**Set exercise 1**:
Count the lines in the records that contain the string "pixels", matching case exactly, and reply with the number alone.

**Document text**:
I have a question which I guess is kind of legal..I understand the concept of locking up a contract on a Pre-foreclosure at a discount; and then assigning that contract to an end buyer Investor for a profit*(assignment fee). My question is-If a Seller has gotten a sherrifs sale letter stating he owes $150,000 on his house;and it is due to be Foreclosed upon next month(For example)-how can I legally do a Purchase agreement for less? (Say-I offer him $100,000 with intention to sell the contract for $110,000 to an end buyer investor and my assgn fee profit is $10,000). How can this legally be done when the Orig Bank Loan is for $150,000-and they "technically" own the home since they havent been paid; and we just "bought" the property from underneath the bank; and "sold" it to an Investor. Do we need the banks approval for all this?-or what am I missing? Thanks everyone for their input.

**Set exercise 2**:
In the post above about assigning a purchase contract, take the passage that opens with the words "I have a question" and closes with "for their input.". Rewrite that passage with "Pre-foreclosure" replaced by "distressed property".

**Records for this task**:
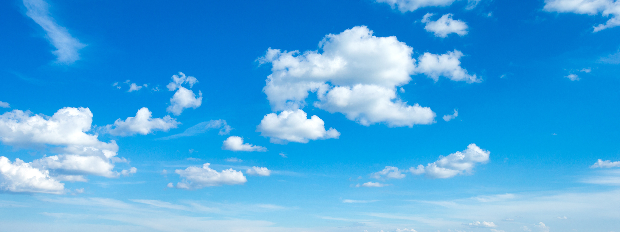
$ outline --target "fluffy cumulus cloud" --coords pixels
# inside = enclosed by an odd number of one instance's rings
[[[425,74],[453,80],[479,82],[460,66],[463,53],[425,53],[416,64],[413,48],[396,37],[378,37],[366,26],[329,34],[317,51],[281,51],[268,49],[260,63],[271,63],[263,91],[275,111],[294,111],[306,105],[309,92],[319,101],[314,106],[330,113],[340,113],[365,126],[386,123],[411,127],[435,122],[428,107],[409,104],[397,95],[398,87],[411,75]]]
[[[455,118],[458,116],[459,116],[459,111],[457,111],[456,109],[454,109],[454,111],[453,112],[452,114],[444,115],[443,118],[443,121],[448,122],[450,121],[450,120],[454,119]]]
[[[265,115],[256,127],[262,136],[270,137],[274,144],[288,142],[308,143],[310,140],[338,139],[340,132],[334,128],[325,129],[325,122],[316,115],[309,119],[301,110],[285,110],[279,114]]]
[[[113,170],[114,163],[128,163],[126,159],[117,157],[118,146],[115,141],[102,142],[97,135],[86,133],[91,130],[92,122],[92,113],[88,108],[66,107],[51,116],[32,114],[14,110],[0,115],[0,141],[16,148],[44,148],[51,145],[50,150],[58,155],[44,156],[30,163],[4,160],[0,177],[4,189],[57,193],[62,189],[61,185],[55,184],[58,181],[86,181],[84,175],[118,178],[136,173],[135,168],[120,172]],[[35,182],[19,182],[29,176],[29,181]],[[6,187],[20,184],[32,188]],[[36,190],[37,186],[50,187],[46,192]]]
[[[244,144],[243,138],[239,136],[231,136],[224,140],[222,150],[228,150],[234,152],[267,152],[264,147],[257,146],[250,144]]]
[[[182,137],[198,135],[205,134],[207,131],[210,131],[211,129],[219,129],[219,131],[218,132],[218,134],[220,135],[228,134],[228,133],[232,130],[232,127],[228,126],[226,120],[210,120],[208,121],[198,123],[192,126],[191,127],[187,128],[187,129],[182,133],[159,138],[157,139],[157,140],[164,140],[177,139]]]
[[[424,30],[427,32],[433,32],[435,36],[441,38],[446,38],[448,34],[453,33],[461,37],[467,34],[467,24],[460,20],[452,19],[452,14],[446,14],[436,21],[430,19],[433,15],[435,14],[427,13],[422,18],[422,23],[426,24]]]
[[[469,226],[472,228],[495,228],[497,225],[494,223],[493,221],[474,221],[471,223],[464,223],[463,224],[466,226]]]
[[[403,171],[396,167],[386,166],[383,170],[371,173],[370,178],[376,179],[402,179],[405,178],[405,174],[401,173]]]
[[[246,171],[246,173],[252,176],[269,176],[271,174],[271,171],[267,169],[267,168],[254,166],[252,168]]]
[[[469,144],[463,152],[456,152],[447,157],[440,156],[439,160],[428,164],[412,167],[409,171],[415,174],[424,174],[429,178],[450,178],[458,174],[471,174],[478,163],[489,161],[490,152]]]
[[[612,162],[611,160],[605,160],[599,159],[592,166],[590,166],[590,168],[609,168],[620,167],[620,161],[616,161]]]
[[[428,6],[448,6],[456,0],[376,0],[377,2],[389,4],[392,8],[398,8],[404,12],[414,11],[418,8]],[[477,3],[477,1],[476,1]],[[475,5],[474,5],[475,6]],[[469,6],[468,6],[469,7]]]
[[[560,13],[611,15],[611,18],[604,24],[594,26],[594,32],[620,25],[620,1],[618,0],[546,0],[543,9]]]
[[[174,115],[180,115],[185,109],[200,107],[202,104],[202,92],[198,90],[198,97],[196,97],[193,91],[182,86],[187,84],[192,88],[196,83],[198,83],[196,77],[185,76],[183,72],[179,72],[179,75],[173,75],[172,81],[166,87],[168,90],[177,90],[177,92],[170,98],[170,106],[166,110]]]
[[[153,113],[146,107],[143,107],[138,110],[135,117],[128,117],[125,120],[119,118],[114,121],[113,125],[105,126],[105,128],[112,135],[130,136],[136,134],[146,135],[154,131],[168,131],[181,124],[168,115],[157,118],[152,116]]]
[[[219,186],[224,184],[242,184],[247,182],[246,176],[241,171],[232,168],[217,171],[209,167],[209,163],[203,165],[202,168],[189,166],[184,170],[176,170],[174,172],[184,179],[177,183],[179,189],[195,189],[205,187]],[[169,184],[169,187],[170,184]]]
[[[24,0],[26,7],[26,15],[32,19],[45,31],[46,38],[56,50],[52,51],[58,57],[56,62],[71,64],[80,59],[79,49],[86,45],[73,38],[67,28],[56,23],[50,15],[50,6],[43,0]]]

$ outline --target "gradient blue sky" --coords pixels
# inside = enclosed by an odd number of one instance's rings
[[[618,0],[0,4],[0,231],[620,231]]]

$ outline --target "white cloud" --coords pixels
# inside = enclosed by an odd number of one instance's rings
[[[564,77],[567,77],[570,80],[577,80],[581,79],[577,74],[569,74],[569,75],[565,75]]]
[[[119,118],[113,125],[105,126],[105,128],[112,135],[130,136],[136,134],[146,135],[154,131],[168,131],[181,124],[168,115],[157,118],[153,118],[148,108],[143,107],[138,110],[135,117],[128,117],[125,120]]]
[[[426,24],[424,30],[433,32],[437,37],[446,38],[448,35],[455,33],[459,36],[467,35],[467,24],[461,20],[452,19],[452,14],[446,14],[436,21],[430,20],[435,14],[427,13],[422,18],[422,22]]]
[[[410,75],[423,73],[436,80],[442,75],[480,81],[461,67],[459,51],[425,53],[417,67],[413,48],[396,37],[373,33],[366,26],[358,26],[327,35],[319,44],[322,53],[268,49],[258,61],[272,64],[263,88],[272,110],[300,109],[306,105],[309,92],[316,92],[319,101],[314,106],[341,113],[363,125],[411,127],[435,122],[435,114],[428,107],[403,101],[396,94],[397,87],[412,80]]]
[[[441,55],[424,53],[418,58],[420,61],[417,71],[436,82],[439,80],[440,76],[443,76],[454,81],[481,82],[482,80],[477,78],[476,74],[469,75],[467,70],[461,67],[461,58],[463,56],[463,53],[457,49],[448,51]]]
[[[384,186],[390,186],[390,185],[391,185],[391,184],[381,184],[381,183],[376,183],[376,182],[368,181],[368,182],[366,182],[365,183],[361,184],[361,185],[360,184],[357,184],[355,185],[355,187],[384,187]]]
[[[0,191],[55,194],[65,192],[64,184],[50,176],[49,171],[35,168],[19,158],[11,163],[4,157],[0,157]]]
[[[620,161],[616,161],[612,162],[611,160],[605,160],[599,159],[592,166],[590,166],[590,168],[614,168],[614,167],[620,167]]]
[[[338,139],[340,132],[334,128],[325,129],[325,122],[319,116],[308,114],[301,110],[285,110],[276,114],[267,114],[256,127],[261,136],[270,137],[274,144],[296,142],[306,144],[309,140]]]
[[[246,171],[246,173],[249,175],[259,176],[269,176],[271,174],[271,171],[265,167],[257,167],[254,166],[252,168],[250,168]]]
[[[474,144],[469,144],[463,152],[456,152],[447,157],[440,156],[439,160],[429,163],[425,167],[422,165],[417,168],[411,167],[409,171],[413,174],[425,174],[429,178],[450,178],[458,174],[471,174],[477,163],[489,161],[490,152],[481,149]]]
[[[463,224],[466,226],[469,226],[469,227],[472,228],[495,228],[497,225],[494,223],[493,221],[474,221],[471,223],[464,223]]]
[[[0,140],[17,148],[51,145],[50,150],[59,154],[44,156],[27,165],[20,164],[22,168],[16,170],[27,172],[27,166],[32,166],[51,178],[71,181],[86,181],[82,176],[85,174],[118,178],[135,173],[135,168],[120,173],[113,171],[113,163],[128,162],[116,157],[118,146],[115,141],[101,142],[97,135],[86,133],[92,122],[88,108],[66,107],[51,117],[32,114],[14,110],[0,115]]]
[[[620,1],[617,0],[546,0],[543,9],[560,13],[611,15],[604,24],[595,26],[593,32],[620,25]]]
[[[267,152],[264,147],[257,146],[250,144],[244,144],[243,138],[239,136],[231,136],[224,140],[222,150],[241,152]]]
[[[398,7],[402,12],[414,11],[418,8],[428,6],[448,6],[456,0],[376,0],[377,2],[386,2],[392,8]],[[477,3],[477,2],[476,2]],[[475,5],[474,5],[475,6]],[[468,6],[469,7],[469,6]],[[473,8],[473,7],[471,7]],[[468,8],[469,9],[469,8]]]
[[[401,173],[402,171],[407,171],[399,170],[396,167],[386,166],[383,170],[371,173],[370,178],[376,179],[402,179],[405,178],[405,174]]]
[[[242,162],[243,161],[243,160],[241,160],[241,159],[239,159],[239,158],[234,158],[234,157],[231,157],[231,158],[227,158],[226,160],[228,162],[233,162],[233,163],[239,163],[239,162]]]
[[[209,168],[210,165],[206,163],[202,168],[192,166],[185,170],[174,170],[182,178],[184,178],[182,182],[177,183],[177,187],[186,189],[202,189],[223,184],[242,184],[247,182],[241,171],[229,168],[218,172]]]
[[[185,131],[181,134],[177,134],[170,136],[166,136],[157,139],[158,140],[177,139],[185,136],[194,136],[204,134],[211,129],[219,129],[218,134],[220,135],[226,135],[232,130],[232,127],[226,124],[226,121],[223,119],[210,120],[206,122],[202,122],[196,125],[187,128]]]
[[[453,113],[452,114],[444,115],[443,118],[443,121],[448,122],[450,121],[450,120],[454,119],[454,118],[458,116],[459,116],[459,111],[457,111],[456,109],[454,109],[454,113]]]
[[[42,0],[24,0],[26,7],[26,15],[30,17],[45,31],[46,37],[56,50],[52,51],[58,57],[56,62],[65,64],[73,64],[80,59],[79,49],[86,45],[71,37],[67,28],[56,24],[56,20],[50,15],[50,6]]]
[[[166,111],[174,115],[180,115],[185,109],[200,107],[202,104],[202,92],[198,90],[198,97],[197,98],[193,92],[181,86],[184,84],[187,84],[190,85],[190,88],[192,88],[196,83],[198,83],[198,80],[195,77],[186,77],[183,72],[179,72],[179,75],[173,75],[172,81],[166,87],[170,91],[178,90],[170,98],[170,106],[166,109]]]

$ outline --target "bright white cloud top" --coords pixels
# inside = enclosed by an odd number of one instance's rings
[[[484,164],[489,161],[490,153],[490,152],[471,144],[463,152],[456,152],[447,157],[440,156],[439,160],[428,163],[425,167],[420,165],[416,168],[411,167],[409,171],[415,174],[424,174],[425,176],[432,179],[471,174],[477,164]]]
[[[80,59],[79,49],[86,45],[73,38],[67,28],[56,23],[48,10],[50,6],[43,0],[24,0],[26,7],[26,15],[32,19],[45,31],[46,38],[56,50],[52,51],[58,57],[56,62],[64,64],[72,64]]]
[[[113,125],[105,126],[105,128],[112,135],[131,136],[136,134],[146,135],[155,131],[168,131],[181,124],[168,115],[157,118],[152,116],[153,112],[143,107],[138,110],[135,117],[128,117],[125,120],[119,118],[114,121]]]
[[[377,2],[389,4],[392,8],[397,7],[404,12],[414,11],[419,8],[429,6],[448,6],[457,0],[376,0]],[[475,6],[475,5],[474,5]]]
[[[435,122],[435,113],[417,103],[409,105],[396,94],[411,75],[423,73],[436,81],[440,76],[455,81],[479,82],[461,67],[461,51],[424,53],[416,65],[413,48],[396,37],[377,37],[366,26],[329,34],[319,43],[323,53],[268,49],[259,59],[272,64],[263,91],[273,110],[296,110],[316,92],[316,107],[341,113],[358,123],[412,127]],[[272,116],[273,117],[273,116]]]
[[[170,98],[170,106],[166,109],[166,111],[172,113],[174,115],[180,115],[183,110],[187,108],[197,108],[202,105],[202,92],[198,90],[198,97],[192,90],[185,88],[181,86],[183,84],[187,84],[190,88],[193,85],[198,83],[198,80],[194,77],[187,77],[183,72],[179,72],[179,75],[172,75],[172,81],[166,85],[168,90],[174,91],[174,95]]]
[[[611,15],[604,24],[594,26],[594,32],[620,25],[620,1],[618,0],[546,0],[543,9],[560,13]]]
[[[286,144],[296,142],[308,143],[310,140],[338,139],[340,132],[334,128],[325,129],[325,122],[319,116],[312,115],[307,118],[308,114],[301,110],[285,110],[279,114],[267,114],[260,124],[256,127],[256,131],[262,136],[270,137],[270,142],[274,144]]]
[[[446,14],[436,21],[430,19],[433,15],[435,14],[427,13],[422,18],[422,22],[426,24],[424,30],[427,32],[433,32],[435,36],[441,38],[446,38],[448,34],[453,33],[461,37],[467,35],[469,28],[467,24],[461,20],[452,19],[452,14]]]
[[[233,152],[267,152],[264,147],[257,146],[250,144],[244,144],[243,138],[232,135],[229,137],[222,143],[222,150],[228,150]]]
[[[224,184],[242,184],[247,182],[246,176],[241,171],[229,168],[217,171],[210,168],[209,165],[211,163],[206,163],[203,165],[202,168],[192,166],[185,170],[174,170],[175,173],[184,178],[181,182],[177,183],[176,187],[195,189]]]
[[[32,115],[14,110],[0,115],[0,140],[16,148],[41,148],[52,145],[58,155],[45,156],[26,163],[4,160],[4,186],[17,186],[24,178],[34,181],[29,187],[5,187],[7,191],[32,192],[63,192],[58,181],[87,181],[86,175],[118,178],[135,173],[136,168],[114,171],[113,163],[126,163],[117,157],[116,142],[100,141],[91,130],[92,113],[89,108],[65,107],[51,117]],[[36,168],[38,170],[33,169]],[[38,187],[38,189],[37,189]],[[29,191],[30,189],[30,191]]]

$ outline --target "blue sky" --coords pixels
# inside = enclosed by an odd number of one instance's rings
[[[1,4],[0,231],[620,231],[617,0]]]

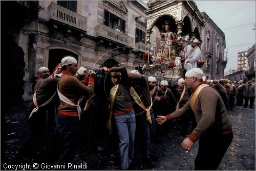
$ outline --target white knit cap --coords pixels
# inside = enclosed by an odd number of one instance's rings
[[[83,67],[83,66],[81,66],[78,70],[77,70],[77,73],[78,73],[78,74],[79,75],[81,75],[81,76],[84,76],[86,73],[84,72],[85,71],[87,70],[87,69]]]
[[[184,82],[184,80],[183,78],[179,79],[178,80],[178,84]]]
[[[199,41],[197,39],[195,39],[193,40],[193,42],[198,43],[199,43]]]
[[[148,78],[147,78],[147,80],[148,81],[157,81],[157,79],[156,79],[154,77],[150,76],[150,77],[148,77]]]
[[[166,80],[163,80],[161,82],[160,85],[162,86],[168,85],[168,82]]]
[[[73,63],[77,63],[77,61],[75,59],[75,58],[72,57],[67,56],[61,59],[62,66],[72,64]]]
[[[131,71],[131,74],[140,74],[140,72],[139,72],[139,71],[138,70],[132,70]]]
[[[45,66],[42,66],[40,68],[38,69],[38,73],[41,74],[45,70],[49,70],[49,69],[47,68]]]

**Final result 1**:
6

**Final result 2**:
I have a question which I guess is kind of legal..I understand the concept of locking up a contract on a distressed property at a discount; and then assigning that contract to an end buyer Investor for a profit*(assignment fee). My question is-If a Seller has gotten a sherrifs sale letter stating he owes $150,000 on his house;and it is due to be Foreclosed upon next month(For example)-how can I legally do a Purchase agreement for less? (Say-I offer him $100,000 with intention to sell the contract for $110,000 to an end buyer investor and my assgn fee profit is $10,000). How can this legally be done when the Orig Bank Loan is for $150,000-and they "technically" own the home since they havent been paid; and we just "bought" the property from underneath the bank; and "sold" it to an Investor. Do we need the banks approval for all this?-or what am I missing? Thanks everyone for their input.